Given task
From the listing below, pull out each line that contains the string "stick" and reproduce those lines unchanged.

++++ Stored records

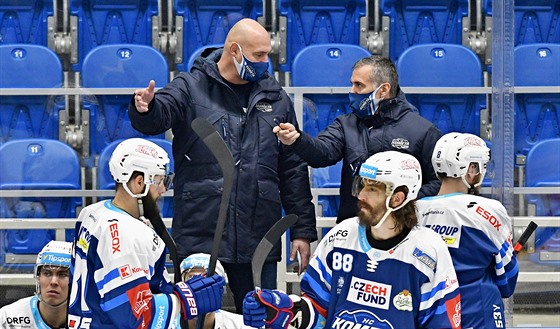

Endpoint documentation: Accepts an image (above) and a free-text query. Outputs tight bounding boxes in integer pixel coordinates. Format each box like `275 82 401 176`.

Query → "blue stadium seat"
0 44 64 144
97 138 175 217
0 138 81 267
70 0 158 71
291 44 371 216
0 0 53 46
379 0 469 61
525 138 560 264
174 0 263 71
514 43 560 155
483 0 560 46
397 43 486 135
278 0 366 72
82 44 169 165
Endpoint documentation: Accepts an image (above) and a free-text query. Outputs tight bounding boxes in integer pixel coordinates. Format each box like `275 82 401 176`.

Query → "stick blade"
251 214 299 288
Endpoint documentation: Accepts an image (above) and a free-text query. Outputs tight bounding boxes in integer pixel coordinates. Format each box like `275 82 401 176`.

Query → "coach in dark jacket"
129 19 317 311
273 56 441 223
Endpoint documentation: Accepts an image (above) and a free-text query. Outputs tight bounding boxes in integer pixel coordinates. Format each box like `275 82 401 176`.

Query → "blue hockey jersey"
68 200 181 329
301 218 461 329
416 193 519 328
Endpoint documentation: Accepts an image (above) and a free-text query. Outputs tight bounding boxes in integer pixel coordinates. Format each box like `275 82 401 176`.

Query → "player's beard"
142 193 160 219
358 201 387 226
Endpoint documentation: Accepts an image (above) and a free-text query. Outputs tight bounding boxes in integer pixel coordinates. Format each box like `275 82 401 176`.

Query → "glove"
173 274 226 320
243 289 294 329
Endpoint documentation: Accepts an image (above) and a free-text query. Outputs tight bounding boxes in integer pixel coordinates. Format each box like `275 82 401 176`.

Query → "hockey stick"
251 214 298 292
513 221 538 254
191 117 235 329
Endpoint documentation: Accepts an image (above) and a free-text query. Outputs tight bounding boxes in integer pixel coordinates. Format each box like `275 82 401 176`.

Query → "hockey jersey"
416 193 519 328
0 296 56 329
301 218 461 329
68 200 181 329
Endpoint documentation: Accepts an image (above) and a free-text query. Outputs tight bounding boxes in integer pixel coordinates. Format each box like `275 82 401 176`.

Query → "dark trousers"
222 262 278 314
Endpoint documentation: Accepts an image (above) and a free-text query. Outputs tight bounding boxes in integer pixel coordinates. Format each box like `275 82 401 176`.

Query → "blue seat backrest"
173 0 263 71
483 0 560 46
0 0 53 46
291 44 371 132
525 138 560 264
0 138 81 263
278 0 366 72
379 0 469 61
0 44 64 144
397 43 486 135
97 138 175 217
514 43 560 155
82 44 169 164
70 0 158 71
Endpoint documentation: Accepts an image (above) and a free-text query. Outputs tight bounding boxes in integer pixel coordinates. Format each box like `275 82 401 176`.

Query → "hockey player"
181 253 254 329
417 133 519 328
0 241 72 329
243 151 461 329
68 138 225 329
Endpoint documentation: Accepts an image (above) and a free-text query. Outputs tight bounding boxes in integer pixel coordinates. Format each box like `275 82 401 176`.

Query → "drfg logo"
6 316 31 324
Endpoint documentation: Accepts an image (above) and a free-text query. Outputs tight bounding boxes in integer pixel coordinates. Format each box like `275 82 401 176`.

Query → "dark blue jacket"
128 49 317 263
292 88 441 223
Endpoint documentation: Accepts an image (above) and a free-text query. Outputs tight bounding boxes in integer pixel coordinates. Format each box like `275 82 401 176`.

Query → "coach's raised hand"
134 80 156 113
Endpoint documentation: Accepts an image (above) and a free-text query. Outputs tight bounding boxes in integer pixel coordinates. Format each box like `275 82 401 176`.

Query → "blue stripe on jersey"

++++++++

The result
Query → "stick blade"
Query → "hockey stick"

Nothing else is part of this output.